TASK REQUIREMENTS
Which lines below hold the word "officer"? Report each one.

━━━ DATA SECTION

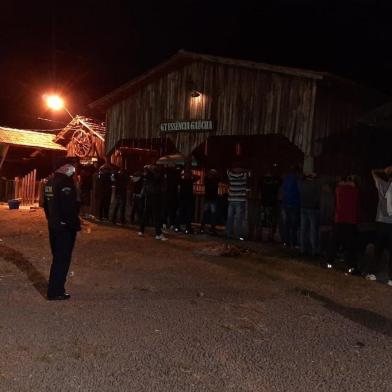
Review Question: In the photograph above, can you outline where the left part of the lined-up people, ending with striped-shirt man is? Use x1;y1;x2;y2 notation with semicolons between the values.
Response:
93;163;249;240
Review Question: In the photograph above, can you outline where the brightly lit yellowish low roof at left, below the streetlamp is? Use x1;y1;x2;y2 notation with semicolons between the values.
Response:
0;127;65;150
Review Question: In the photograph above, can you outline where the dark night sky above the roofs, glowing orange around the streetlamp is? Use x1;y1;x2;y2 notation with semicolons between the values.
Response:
0;0;392;128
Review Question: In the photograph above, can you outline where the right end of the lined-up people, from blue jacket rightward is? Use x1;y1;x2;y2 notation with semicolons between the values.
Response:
280;167;392;286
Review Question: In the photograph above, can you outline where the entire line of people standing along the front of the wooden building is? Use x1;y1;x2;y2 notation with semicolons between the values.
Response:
93;162;392;285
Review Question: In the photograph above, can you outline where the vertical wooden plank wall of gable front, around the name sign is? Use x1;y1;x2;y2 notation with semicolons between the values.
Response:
106;62;316;154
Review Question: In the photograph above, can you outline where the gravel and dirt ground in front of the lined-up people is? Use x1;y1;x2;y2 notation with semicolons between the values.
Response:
0;206;392;392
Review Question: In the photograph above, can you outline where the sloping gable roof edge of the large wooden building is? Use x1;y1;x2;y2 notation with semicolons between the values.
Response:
89;50;359;110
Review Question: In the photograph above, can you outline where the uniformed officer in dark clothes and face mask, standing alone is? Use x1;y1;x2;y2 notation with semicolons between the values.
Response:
44;160;80;300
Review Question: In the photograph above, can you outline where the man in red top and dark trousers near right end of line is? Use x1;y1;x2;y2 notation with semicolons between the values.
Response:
327;176;360;275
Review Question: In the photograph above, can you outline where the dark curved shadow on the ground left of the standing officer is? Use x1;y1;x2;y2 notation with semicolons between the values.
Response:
0;245;48;298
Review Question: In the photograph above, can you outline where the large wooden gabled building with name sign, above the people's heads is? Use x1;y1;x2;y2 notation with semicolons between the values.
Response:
91;51;383;175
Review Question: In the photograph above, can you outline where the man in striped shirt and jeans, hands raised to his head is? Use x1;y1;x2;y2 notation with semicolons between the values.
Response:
226;162;248;240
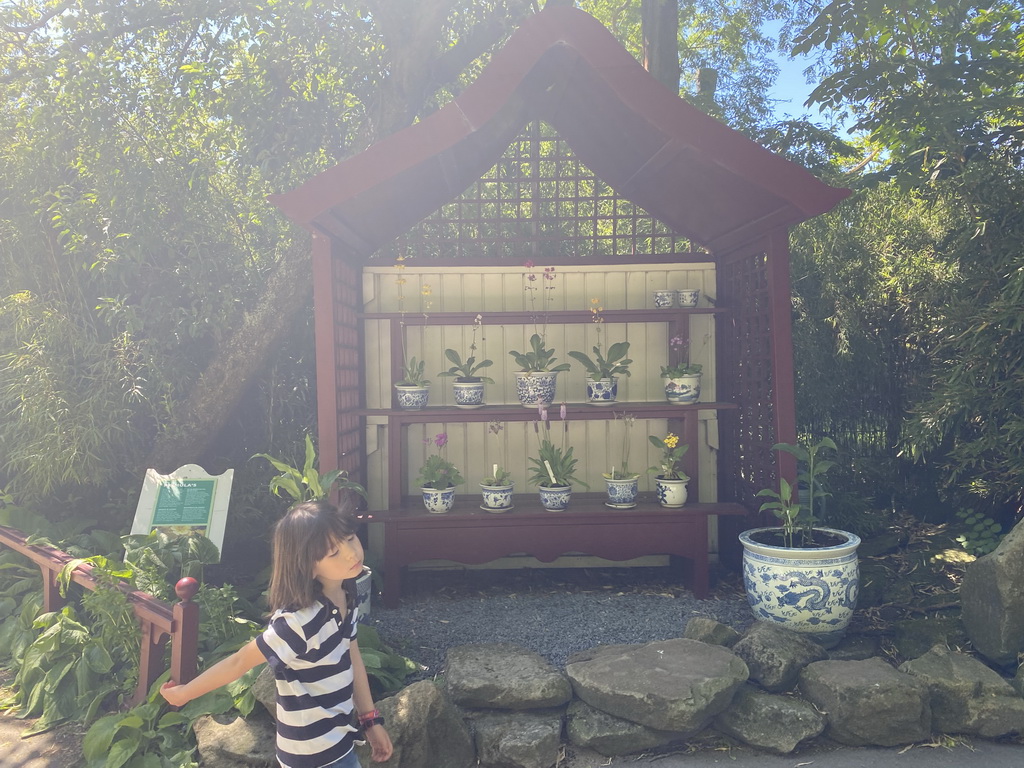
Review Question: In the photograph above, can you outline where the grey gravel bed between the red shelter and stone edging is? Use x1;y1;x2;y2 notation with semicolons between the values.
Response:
371;568;753;682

━━━━━━

SOLUTION TO THE PROBLEM
Review Question: In the photograph above, can you outline where the uniformed officer in dark clothes and face mask, standing alone is? Use x1;y1;x2;y2 notation with semicolons between the values.
Review Question: In the photograph above, can you outline where the dark curved shadow on the ground left of the standing officer is? Use x1;y1;x2;y2 notation with semicolons between the values.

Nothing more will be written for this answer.